(DATA PROVIDED Opens)
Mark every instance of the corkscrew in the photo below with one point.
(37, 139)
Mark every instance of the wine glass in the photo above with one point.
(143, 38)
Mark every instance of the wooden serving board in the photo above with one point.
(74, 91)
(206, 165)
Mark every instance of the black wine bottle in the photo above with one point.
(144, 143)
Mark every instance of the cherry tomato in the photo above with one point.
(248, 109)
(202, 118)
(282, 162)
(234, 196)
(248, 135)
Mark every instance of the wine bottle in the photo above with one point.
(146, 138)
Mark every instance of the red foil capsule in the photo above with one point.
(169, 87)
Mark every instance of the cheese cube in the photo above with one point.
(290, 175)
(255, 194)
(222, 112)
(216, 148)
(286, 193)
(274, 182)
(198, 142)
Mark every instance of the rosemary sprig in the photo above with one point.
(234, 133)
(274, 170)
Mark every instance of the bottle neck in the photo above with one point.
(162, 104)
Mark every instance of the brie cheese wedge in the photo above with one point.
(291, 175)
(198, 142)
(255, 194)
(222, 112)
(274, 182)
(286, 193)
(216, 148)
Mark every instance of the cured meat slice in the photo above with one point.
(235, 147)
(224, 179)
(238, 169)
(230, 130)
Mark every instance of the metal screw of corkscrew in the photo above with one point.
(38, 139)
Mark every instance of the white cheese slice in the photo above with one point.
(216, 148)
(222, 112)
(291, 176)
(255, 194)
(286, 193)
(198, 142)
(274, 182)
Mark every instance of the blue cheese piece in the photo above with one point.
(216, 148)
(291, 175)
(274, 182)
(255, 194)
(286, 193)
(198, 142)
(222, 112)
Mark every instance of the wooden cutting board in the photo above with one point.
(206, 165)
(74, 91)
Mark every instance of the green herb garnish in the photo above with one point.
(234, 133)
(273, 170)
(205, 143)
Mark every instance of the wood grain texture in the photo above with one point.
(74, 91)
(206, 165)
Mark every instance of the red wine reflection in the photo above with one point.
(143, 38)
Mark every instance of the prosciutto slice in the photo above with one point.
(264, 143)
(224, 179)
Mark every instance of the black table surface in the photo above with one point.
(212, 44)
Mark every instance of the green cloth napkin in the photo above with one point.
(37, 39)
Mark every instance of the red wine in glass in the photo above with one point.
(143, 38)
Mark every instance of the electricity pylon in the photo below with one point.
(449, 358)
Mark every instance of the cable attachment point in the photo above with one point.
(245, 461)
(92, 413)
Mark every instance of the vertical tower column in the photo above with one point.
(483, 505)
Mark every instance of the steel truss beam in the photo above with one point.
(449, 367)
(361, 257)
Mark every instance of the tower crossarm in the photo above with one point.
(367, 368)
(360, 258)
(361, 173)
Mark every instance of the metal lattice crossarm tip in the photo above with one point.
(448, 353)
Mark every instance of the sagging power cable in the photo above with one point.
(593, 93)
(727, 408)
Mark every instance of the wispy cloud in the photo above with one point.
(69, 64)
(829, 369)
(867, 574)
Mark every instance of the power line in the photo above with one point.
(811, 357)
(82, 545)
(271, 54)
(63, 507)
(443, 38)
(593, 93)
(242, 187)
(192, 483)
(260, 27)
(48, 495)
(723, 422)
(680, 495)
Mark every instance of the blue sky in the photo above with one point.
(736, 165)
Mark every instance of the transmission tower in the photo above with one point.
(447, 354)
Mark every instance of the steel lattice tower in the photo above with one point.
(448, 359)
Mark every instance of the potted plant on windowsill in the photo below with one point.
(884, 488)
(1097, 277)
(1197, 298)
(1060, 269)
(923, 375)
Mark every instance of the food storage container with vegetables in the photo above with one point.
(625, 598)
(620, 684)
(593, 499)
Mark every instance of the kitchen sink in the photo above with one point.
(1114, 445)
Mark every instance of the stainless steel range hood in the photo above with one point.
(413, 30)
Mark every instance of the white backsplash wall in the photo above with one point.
(DATA PROVIDED Closes)
Set down, exactly as they appear, the line holding "Mark every instance of the blue sky" and every line after it until the records end.

Mark every instance of the blue sky in the photo above with one point.
(736, 165)
Mark every instance of the transmission tower in the photo above with one point.
(447, 354)
Mark every instance of the steel lattice tower in the photo above with one point.
(448, 359)
Mark every instance of the potted plant on windowsill in the photo below with one point.
(884, 488)
(1097, 277)
(1197, 298)
(1060, 269)
(923, 375)
Mark every instance of the food storage container with vegetables in the photo above with one point.
(625, 598)
(620, 684)
(593, 499)
Mark every instance of the kitchen sink in the photo above with one point.
(1114, 445)
Mark every instance of the stainless steel range hood in the photo above with one point.
(413, 30)
Mark every instance of the white backsplash wall in the photo above with one point.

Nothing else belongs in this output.